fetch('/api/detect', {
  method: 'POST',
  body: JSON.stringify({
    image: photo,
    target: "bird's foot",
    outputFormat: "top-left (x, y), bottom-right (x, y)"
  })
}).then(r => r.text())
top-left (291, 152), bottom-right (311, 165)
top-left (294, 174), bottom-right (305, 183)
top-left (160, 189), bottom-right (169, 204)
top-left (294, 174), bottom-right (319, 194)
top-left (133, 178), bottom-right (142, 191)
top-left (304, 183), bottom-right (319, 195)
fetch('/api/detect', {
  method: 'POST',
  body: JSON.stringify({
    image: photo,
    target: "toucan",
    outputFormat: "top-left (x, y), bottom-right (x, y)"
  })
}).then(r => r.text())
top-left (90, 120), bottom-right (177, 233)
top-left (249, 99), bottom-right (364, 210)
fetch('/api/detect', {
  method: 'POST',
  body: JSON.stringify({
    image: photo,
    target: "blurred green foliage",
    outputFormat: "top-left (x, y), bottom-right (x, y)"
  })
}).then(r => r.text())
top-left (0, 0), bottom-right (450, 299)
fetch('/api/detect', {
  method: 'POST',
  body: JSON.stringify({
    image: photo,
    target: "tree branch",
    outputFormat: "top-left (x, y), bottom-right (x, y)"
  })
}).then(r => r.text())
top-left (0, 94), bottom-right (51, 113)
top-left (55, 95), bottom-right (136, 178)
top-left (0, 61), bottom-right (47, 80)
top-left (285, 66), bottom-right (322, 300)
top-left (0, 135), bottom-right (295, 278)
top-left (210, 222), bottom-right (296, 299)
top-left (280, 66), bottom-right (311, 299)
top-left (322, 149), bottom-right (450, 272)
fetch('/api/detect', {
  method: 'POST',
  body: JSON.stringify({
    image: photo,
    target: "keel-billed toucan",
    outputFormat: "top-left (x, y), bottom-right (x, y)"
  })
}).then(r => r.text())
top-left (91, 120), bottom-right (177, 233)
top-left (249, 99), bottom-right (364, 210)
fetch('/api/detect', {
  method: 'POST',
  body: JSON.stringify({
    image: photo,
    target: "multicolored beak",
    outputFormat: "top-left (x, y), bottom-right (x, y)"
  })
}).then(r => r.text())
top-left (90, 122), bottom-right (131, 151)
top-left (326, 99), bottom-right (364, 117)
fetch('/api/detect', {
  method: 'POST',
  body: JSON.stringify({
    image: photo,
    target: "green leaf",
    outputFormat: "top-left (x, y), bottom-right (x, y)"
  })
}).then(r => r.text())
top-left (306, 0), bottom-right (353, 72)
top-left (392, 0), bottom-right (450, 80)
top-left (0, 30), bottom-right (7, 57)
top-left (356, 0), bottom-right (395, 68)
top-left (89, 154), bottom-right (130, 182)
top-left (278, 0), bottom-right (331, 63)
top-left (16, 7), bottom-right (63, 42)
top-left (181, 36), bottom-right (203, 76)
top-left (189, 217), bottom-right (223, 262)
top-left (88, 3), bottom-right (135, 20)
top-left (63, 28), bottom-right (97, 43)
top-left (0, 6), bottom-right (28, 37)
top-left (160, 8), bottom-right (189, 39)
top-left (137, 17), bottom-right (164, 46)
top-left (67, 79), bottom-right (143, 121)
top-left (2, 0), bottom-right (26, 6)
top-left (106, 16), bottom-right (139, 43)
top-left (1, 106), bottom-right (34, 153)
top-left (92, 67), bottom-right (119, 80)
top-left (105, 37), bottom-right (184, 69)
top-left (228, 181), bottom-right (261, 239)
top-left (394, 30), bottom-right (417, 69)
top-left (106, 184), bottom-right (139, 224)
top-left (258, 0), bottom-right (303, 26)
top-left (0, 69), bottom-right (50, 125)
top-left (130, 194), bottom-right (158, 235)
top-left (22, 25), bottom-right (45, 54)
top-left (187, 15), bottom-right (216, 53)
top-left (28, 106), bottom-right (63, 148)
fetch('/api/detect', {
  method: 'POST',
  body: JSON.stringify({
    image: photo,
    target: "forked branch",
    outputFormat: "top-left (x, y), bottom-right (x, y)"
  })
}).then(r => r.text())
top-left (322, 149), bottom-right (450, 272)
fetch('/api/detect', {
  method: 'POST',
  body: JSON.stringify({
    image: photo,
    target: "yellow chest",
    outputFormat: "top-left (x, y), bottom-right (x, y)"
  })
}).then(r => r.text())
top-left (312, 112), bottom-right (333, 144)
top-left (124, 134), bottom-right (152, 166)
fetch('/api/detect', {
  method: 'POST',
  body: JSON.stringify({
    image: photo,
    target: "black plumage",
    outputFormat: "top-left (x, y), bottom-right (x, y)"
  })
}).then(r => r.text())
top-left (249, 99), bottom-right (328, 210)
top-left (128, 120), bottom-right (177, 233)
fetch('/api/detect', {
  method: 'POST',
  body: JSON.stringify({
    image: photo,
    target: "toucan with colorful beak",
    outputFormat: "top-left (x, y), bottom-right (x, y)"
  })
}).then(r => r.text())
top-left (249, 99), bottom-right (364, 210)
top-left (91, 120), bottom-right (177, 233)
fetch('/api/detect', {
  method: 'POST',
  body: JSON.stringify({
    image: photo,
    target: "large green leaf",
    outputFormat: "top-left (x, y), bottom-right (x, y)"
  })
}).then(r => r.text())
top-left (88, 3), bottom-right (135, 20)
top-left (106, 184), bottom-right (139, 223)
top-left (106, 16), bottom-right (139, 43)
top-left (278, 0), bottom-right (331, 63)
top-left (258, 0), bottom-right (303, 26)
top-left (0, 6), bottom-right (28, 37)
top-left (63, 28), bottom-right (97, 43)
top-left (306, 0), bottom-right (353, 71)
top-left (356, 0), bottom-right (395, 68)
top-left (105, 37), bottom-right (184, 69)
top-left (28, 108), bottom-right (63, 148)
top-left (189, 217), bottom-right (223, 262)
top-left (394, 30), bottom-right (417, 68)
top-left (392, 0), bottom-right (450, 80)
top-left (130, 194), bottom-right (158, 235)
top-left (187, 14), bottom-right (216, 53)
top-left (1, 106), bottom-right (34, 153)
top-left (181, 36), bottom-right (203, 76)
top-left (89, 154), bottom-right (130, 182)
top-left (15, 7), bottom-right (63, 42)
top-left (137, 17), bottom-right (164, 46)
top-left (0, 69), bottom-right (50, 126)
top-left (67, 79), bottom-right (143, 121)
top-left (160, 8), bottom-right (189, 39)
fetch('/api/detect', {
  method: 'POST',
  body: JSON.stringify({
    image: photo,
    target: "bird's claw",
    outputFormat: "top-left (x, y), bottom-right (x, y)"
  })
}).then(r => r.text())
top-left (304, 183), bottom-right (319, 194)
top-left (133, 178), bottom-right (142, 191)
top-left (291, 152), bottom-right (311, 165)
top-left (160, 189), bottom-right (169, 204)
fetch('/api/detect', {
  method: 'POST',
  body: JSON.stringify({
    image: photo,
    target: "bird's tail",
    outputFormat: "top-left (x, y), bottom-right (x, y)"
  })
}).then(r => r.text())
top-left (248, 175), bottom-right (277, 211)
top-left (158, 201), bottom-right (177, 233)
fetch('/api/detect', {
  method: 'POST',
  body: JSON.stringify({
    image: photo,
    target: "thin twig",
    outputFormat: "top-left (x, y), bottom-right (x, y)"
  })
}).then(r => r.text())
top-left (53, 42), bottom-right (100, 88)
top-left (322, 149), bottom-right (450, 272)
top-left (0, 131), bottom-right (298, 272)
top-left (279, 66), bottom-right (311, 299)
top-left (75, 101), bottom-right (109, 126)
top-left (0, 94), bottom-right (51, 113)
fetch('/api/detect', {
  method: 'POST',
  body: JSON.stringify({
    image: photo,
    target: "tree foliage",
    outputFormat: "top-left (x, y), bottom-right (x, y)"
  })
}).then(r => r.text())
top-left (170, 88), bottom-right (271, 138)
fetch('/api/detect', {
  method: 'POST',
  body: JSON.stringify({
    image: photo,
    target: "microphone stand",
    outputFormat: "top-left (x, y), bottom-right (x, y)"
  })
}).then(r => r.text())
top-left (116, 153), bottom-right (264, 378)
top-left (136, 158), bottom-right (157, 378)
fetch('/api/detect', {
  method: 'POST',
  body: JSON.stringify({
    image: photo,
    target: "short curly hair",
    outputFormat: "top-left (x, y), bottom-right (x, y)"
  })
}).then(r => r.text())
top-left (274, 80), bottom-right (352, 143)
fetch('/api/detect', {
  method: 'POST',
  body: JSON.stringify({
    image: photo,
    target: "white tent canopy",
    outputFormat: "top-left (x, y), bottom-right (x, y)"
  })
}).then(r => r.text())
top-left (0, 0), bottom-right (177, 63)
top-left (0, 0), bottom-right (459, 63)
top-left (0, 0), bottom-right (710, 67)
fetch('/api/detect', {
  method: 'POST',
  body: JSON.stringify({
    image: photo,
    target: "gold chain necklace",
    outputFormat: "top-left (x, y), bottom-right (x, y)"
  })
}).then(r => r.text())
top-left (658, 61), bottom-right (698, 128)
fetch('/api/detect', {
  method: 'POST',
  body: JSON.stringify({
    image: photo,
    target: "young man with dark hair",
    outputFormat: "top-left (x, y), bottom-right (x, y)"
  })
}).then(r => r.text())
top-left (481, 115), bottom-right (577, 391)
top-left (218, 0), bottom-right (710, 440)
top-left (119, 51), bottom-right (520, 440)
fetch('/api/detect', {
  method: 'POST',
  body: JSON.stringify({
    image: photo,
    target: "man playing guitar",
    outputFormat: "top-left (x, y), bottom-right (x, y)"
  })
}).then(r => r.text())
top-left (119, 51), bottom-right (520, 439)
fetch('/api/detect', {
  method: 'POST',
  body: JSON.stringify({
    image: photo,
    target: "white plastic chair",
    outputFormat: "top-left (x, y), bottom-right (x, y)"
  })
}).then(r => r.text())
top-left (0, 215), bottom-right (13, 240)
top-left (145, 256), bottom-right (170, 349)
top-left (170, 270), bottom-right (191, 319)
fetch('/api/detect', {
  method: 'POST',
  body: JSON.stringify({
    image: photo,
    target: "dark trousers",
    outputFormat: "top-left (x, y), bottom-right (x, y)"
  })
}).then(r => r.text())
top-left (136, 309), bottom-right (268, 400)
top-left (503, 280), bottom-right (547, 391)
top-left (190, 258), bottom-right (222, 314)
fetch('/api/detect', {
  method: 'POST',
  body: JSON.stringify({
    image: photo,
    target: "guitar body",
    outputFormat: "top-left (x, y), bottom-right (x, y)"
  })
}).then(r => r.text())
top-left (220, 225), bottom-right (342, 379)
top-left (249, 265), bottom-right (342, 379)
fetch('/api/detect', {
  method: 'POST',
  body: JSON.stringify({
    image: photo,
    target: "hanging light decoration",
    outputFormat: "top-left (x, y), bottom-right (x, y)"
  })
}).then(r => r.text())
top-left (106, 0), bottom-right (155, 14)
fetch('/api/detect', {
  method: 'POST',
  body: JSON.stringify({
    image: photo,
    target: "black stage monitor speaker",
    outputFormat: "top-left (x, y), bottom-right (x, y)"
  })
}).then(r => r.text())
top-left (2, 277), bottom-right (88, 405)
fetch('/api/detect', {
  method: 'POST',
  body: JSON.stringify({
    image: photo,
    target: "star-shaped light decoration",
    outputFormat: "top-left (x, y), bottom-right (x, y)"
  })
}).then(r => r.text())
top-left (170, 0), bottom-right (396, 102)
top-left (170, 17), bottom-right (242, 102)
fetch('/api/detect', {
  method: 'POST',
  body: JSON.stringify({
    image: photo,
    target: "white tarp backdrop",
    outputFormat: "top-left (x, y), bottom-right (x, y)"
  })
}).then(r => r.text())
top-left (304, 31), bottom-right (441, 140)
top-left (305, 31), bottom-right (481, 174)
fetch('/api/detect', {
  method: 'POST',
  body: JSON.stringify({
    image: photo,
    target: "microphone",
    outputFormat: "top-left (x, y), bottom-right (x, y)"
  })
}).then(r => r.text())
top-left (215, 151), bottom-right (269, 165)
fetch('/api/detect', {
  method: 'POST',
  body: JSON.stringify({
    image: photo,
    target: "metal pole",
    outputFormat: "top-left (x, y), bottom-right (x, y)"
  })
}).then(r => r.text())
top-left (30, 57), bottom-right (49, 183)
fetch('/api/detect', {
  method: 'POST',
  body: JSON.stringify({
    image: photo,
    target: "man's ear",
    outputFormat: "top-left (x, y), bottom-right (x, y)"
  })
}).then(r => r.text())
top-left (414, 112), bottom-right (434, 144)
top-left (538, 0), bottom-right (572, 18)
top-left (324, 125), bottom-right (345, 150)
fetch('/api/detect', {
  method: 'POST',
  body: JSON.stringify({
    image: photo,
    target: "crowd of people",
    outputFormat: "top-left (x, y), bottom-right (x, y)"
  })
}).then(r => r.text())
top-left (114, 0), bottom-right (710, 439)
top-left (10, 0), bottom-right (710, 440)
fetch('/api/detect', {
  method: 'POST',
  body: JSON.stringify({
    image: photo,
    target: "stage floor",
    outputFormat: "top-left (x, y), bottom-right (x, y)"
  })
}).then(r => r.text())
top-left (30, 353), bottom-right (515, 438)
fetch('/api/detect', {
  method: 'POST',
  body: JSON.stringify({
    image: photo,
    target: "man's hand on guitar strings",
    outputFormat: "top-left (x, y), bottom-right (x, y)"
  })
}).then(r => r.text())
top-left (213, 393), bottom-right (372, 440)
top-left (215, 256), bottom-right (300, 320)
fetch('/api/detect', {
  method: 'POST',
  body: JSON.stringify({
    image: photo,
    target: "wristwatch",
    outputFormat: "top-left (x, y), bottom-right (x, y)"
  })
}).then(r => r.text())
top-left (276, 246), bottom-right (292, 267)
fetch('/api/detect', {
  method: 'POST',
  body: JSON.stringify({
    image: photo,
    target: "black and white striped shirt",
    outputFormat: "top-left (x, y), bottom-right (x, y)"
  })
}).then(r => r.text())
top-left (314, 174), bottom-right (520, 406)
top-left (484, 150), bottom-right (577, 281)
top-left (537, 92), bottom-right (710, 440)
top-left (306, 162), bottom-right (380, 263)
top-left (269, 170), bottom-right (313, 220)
═══
WHAT THE TASK REQUIRES »
Reproduce the data above, from its first line through the line containing "top-left (304, 183), bottom-right (319, 195)", with both of those lines included.

SOLUTION »
fetch('/api/detect', {
  method: 'POST',
  body: JSON.stringify({
    image: photo,
    target: "bird's foot",
    outputFormat: "top-left (x, y), bottom-right (x, y)"
  })
}).then(r => r.text())
top-left (291, 152), bottom-right (311, 165)
top-left (294, 174), bottom-right (305, 183)
top-left (160, 189), bottom-right (169, 204)
top-left (294, 174), bottom-right (319, 194)
top-left (133, 178), bottom-right (142, 191)
top-left (304, 183), bottom-right (319, 195)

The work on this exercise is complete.